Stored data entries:

● ● ● ● ●

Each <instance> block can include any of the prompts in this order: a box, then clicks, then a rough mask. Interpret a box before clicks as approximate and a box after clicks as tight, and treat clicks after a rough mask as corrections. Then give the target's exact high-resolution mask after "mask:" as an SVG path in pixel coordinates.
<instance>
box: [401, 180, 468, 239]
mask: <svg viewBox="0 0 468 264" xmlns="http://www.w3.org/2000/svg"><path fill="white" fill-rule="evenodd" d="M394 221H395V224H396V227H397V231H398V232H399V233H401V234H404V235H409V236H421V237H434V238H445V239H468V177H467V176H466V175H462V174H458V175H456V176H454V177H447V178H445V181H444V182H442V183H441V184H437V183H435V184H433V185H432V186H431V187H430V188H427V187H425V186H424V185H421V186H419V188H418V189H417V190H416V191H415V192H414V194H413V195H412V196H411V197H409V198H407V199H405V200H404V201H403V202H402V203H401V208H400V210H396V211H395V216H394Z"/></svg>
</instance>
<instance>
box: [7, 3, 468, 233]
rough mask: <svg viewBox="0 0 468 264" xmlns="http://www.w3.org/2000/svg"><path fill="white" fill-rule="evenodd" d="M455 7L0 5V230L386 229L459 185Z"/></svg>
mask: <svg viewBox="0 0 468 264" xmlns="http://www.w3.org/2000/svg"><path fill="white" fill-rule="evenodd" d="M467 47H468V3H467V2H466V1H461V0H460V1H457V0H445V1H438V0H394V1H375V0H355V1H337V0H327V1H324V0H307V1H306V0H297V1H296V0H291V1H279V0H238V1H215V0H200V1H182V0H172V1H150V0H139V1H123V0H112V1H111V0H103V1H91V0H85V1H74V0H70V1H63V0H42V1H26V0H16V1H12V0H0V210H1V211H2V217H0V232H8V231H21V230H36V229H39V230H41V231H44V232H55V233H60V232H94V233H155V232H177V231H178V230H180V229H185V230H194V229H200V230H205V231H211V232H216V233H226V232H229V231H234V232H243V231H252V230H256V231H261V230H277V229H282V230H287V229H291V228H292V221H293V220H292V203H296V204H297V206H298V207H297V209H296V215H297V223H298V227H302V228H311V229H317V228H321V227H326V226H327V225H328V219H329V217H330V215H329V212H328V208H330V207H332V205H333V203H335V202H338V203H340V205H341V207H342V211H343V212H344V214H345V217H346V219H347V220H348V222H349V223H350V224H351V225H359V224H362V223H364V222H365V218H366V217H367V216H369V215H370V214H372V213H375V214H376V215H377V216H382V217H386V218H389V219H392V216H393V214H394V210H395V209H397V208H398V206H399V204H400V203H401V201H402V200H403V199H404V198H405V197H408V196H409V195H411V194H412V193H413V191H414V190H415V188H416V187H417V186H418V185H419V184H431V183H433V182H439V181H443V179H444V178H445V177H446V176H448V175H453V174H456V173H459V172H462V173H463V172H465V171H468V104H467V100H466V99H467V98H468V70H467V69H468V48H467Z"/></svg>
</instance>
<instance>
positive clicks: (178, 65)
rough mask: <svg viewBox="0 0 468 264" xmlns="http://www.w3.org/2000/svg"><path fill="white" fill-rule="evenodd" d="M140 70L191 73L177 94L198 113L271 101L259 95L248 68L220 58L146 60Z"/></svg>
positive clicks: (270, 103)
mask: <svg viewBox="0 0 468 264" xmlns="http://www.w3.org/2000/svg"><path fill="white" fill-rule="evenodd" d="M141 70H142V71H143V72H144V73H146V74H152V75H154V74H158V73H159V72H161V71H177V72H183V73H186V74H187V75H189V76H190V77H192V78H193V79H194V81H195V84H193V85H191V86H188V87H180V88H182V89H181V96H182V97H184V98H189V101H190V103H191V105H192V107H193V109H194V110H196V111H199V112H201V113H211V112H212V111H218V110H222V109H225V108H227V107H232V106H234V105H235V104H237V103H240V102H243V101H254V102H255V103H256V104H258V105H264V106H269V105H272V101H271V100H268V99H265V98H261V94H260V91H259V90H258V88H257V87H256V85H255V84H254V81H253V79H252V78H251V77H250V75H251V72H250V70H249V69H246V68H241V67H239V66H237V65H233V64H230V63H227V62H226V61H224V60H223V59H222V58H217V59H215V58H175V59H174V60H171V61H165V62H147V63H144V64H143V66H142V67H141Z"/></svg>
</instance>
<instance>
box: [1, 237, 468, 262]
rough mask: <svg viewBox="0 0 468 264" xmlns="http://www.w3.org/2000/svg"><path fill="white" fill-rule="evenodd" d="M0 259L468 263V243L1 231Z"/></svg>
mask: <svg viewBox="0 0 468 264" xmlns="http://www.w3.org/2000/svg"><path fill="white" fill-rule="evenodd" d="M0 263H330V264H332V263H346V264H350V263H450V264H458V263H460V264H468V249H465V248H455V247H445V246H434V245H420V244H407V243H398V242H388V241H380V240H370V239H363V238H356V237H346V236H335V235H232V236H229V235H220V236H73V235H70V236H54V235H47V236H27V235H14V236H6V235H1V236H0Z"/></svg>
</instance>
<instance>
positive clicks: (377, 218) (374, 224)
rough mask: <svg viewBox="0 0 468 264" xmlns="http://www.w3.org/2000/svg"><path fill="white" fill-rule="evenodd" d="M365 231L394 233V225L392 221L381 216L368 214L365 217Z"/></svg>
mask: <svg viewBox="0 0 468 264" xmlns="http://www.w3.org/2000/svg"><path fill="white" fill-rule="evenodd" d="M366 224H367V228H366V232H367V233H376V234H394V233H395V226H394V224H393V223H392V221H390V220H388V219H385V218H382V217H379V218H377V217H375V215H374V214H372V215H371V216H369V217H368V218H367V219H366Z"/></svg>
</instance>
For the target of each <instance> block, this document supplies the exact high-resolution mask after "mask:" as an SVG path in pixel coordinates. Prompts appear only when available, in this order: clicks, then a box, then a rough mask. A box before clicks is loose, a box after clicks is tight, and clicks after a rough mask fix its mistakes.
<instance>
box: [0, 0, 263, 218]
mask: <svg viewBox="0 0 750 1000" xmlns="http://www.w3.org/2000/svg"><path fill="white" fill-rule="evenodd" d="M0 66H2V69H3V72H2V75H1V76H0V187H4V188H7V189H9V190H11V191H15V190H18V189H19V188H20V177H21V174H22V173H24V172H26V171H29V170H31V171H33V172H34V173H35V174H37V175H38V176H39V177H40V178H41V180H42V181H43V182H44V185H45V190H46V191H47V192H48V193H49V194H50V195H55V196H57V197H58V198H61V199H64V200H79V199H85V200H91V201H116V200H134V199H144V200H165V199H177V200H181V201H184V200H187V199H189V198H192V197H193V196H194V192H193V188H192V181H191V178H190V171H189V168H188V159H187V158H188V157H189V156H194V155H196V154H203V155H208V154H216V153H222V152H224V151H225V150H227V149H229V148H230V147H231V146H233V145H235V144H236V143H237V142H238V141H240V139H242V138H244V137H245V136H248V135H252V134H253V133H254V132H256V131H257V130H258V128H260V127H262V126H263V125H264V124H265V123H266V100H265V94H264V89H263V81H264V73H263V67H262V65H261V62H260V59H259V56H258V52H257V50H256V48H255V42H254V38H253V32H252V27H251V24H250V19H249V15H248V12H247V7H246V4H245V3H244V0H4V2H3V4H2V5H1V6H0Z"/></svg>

● ● ● ● ●

▸ **Problem statement**
Each record is to be reproduced exactly as it appears.

▸ **Result for this exercise**
Each <instance> block can include any of the prompts in this order: a box, then clicks, then a rough mask. Interpret a box before clicks as approximate and a box after clicks as tight, and treat clicks after a rough mask as corrections. Then give the target's exact high-resolution mask after "mask:" as an SVG path in pixel coordinates.
<instance>
box: [401, 180, 468, 239]
mask: <svg viewBox="0 0 468 264" xmlns="http://www.w3.org/2000/svg"><path fill="white" fill-rule="evenodd" d="M394 221H395V224H396V227H397V231H398V232H399V233H401V234H404V235H409V236H421V237H434V238H445V239H468V177H467V176H466V175H462V174H458V175H456V176H454V177H447V178H445V181H444V182H442V183H441V184H437V183H435V184H433V185H432V186H431V187H430V188H427V187H425V186H424V185H421V186H419V188H418V189H417V190H416V191H415V192H414V194H413V195H412V196H411V197H409V198H407V199H405V200H404V201H403V202H402V203H401V208H400V210H396V211H395V216H394Z"/></svg>
</instance>
<instance>
box: [7, 3, 468, 233]
rough mask: <svg viewBox="0 0 468 264" xmlns="http://www.w3.org/2000/svg"><path fill="white" fill-rule="evenodd" d="M455 7L0 5V230L386 229L459 185Z"/></svg>
mask: <svg viewBox="0 0 468 264" xmlns="http://www.w3.org/2000/svg"><path fill="white" fill-rule="evenodd" d="M467 47H468V3H467V2H466V1H461V0H460V1H457V0H445V1H438V0H394V1H375V0H355V1H337V0H327V1H324V0H307V1H306V0H297V1H296V0H291V1H279V0H238V1H215V0H200V1H182V0H172V1H150V0H139V1H123V0H112V1H111V0H103V1H91V0H85V1H74V0H70V1H63V0H42V1H26V0H16V1H12V0H0V210H1V211H2V217H0V232H8V231H21V230H36V229H39V230H41V231H44V232H55V233H60V232H94V233H155V232H177V231H178V230H180V229H185V230H194V229H200V230H205V231H211V232H216V233H226V232H229V231H234V232H243V231H252V230H256V231H261V230H277V229H282V230H287V229H291V228H292V221H293V220H292V203H296V204H297V206H298V207H297V209H296V215H297V223H298V227H302V228H311V229H317V228H321V227H326V226H327V225H328V219H329V217H330V215H329V212H328V208H330V207H332V205H333V203H335V202H338V203H340V205H341V207H342V211H343V212H344V214H345V217H346V219H347V220H348V222H349V223H350V224H351V225H359V224H362V223H364V222H365V218H366V217H367V216H369V215H370V214H372V213H375V214H376V215H377V216H382V217H386V218H389V219H392V216H393V214H394V210H395V209H397V208H398V206H399V204H400V203H401V201H402V200H403V199H404V198H405V197H408V196H409V195H411V194H412V193H413V191H414V190H415V188H416V187H417V186H418V185H419V184H431V183H433V182H439V181H443V179H444V178H445V177H446V176H448V175H453V174H456V173H459V172H462V173H463V172H465V171H468V104H467V100H466V99H467V98H468V70H467V69H468V48H467Z"/></svg>
</instance>
<instance>
positive clicks: (178, 65)
rough mask: <svg viewBox="0 0 468 264" xmlns="http://www.w3.org/2000/svg"><path fill="white" fill-rule="evenodd" d="M140 70L191 73L177 94L198 113L271 101L259 95L248 68L220 58L146 60Z"/></svg>
positive clicks: (270, 103)
mask: <svg viewBox="0 0 468 264" xmlns="http://www.w3.org/2000/svg"><path fill="white" fill-rule="evenodd" d="M141 70H142V71H143V72H144V73H146V74H152V75H154V74H158V73H159V72H161V71H177V72H183V73H186V74H187V75H189V76H190V77H192V78H193V79H194V81H195V84H193V85H191V86H188V87H180V88H182V89H181V96H182V97H184V98H189V101H190V103H191V105H192V107H193V109H194V110H196V111H199V112H201V113H211V112H212V111H218V110H222V109H225V108H227V107H232V106H234V105H235V104H237V103H240V102H243V101H254V102H255V103H256V104H258V105H264V106H269V105H272V101H271V100H268V99H265V98H261V94H260V91H259V90H258V88H257V87H256V85H255V84H254V81H253V79H252V78H251V77H250V75H251V72H250V70H249V69H246V68H241V67H239V66H237V65H233V64H230V63H227V62H226V61H224V60H223V59H222V58H217V59H215V58H175V59H174V60H171V61H165V62H147V63H144V64H143V66H142V67H141Z"/></svg>
</instance>
<instance>
box: [1, 237, 468, 262]
rough mask: <svg viewBox="0 0 468 264" xmlns="http://www.w3.org/2000/svg"><path fill="white" fill-rule="evenodd" d="M0 259L468 263V243L1 231Z"/></svg>
mask: <svg viewBox="0 0 468 264" xmlns="http://www.w3.org/2000/svg"><path fill="white" fill-rule="evenodd" d="M0 263H330V264H332V263H346V264H350V263H450V264H458V263H460V264H468V249H465V248H455V247H445V246H434V245H420V244H407V243H398V242H388V241H380V240H370V239H363V238H356V237H346V236H335V235H232V236H229V235H220V236H73V235H70V236H54V235H47V236H27V235H14V236H6V235H1V236H0Z"/></svg>
</instance>
<instance>
positive clicks: (377, 218) (374, 224)
rough mask: <svg viewBox="0 0 468 264" xmlns="http://www.w3.org/2000/svg"><path fill="white" fill-rule="evenodd" d="M365 231L394 233V225L392 221L381 216L368 214L365 217Z"/></svg>
mask: <svg viewBox="0 0 468 264" xmlns="http://www.w3.org/2000/svg"><path fill="white" fill-rule="evenodd" d="M366 224H367V228H366V232H367V233H376V234H394V233H395V226H394V224H393V223H392V221H390V220H388V219H385V218H382V217H379V218H377V217H375V215H374V214H372V215H371V216H369V217H368V218H367V219H366Z"/></svg>
</instance>
For the target of each <instance> block, this document supplies the exact high-resolution mask after "mask:" as an SVG path in pixel coordinates. Prompts appear only when available, in this order: clicks, then a box, then a rough mask. A box before clicks is loose, a box after clicks is tight, and clicks after a rough mask fix its mistakes.
<instance>
box: [0, 0, 263, 218]
mask: <svg viewBox="0 0 750 1000" xmlns="http://www.w3.org/2000/svg"><path fill="white" fill-rule="evenodd" d="M0 66H2V69H3V72H2V75H1V76H0V187H4V188H7V189H9V190H11V191H15V190H18V189H19V188H20V177H21V174H22V173H24V172H26V171H29V170H31V171H33V172H34V173H35V174H37V175H38V176H39V177H40V178H41V180H42V181H43V182H44V185H45V190H46V191H47V192H48V193H49V194H50V195H55V196H57V197H58V198H61V199H64V200H79V199H85V200H91V201H116V200H134V199H144V200H165V199H177V200H181V201H184V200H187V199H189V198H192V197H193V196H194V192H193V188H192V181H191V178H190V171H189V168H188V159H187V158H188V157H189V156H194V155H196V154H203V155H208V154H216V153H222V152H224V151H225V150H227V149H229V148H230V147H231V146H233V145H235V144H236V143H237V142H238V141H240V139H242V138H244V137H245V136H248V135H252V134H253V133H254V132H256V131H257V130H258V128H260V127H262V126H263V125H264V124H265V123H266V100H265V94H264V89H263V81H264V73H263V67H262V65H261V62H260V59H259V56H258V52H257V50H256V48H255V42H254V38H253V32H252V27H251V24H250V19H249V15H248V12H247V7H246V4H245V3H244V0H4V2H3V4H2V5H1V6H0Z"/></svg>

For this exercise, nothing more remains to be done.